Task to carry out: Update the rows below so that every "banana" reads "orange", keeping everything else the same.

******

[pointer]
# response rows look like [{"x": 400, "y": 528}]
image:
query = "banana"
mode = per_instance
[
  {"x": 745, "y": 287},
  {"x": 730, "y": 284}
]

******

Exercise output:
[pointer]
# response rows look like [{"x": 400, "y": 528}]
image:
query = "orange"
mode = per_instance
[
  {"x": 745, "y": 287},
  {"x": 730, "y": 284}
]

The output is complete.